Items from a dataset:

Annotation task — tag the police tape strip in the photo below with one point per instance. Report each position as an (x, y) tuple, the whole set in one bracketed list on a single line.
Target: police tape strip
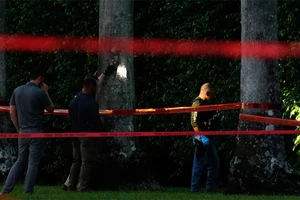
[(269, 120), (149, 111), (153, 46), (144, 134)]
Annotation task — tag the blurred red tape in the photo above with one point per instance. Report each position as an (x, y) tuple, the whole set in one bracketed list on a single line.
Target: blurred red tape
[(143, 134), (149, 111)]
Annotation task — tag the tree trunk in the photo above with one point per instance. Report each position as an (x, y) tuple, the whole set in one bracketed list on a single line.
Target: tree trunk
[(118, 92), (7, 153), (259, 164)]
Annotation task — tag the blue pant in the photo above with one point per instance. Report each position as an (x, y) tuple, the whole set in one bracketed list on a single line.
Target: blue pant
[(208, 159), (30, 151)]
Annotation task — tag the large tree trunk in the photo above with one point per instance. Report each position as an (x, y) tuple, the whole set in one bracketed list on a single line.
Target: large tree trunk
[(118, 92), (259, 164), (7, 153)]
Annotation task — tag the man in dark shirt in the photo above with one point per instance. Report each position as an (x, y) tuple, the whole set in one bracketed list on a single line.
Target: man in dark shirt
[(84, 116), (27, 106), (205, 154)]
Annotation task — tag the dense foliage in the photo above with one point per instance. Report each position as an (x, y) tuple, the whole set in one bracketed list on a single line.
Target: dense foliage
[(160, 81)]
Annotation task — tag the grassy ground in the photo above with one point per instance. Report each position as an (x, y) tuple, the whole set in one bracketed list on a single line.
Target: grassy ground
[(55, 193)]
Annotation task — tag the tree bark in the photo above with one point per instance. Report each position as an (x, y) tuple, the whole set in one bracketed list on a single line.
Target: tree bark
[(7, 152), (259, 165), (118, 92)]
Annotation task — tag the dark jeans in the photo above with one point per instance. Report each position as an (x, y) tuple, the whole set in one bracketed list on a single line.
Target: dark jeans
[(30, 152), (84, 160), (208, 159)]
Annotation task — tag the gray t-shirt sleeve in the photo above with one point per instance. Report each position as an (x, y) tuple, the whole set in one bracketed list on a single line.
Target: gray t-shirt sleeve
[(12, 99), (44, 99)]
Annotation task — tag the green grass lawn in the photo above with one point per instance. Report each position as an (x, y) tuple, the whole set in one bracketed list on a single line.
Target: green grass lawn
[(55, 193)]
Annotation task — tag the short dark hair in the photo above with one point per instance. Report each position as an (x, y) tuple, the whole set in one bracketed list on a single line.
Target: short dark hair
[(36, 72), (90, 80)]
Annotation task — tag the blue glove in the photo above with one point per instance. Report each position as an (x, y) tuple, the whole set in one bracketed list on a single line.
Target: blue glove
[(205, 140)]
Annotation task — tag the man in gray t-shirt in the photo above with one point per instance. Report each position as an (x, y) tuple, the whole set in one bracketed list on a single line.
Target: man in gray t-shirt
[(27, 106)]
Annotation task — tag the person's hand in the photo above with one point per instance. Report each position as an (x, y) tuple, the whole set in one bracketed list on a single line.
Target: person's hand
[(110, 69), (205, 140), (43, 86)]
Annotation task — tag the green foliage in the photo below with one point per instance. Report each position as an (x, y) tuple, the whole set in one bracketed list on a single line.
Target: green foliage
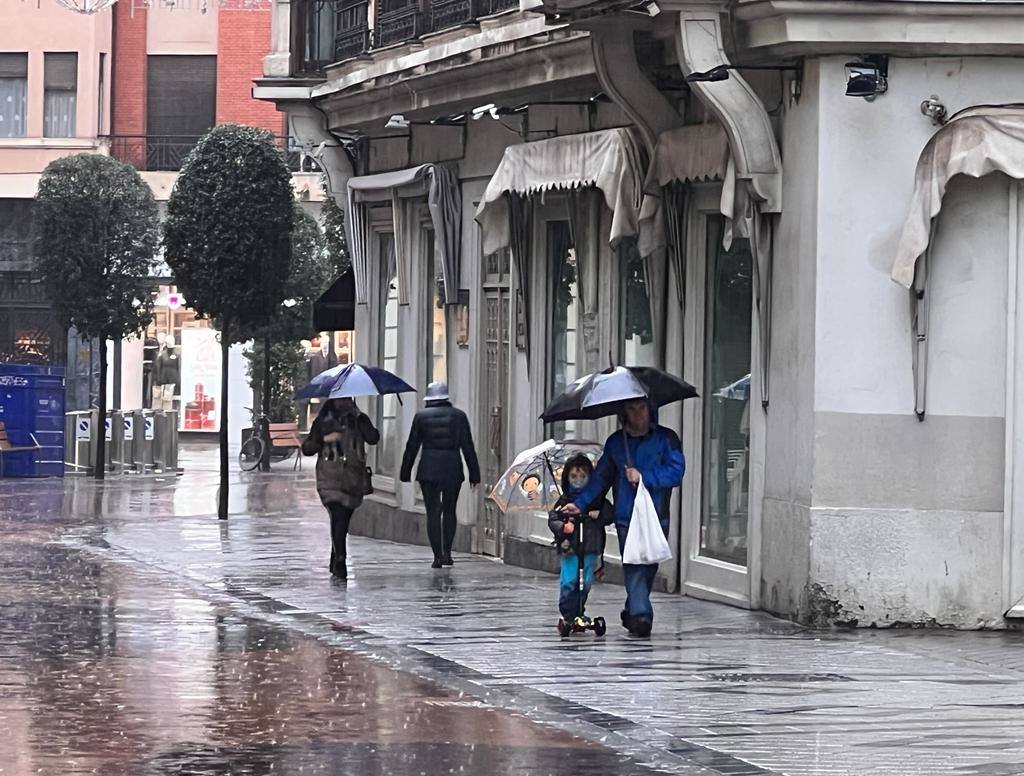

- What to produce: Exact copy, no pictures: reproduce every record above.

- Exercise result:
Annotation task — tag the police tape strip in the photo below with one point per instance. Report each position as an (x, y) tuple, the whole set in one bracketed list on a single line.
Target: police tape strip
[(269, 120), (149, 111), (153, 46), (144, 134)]
Annotation task — tag the blurred red tape in the photo above with one point per instance. Report each position as an (x, y) tuple, the whole set in one bracketed list on a single line.
Target: blurred red tape
[(143, 134), (149, 111)]
Annotation task — tag the tree trunk in the photo above with one point per instance. Report each position as an (x, y) tuple, the whole set in one bracketed list on a single line.
Target: tree trunk
[(118, 92), (7, 153), (259, 164)]
Annotation task — tag the blue pant in the photo above with one point per instance. Report each position as an (x, y) tuple, the whole set in one bracketed list on a single line.
Target: blue pant
[(208, 159), (30, 151)]
Annotation task — tag the large tree trunk in the photo above with one point per instance. Report each position as an (x, y) tuple, the whole set in one bracketed list on a single line.
Target: large tree trunk
[(118, 92), (259, 164), (7, 153)]
Annotation task — tag the man in dark shirt in the photo above with one point per instance. Report each position as an (x, y) tuple, the whole set in one bracketed list on a single line.
Target: man in dark shirt
[(84, 116), (27, 106), (205, 154)]
Annotation task — tag the dense foliage in the photo above with one point per instance. Report each position as an (x, y) tuple, the whole set in one bracketed list on a single line.
Target: dense foliage
[(160, 81)]
Annotation task — tag the grassy ground in the photo above with one point per instance. Report each position as an (x, y) tuple, the whole set in one bracketed list on a single line.
Target: grassy ground
[(55, 193)]
Annotation task — tag the tree bark in the photo above with one point per instance. Report each position as an (x, y) tuple, the whole set in one bracketed list on a single line.
Target: tree bark
[(7, 152), (259, 165), (118, 92)]
Annotation task — tag the dark jeans in the photo above with one point per instance. Report each position as an (x, y) tuple, the whole set in one bracketed list on a single line.
Target: dark jeans
[(30, 152), (84, 160), (208, 159)]
Annotation task — tag the gray t-shirt sleeve in the photo above with one point per instance. Report each position as an (x, y) tuple, the whole set in one bracketed list on a single line.
Target: gray t-shirt sleeve
[(12, 99), (44, 99)]
Annotation task — tag the green grass lawn in the photo above with one point per instance. Report each position as an (x, y) tuple, the whole set in one bracketed list on a single line.
Target: green grass lawn
[(55, 193)]
Annotation task — tag the short dark hair in the photo above with one point per instance. Report each position as an (x, y) tuple, the whole set in one bracketed list on a single line.
Target: short dark hair
[(36, 72), (90, 80)]
Annotation task — tag the blue glove in the photo above with one point per instance. Report each position as an (x, y) tuple, the whole set in one bracketed list on a single line.
Target: blue glove
[(205, 140)]
Annotation task — tag the man in gray t-shirt in the photo above with one point per instance. Report each position as an (x, y) tuple, the whole set in one bracketed list on a single line.
Target: man in gray t-shirt
[(27, 106)]
Annotation task — tag the person's hand in the photo above with one point per instance. Report each position as an (x, y) tuple, the whole set in one bracketed list on a single line.
Target: person's hand
[(110, 69), (205, 140), (43, 86)]
Annotation task — tag the green foliage in the photo below with one point per instance. Report each position as an (x, y) tuple, the whole set in one bracketed list on a single line.
Target: green foliage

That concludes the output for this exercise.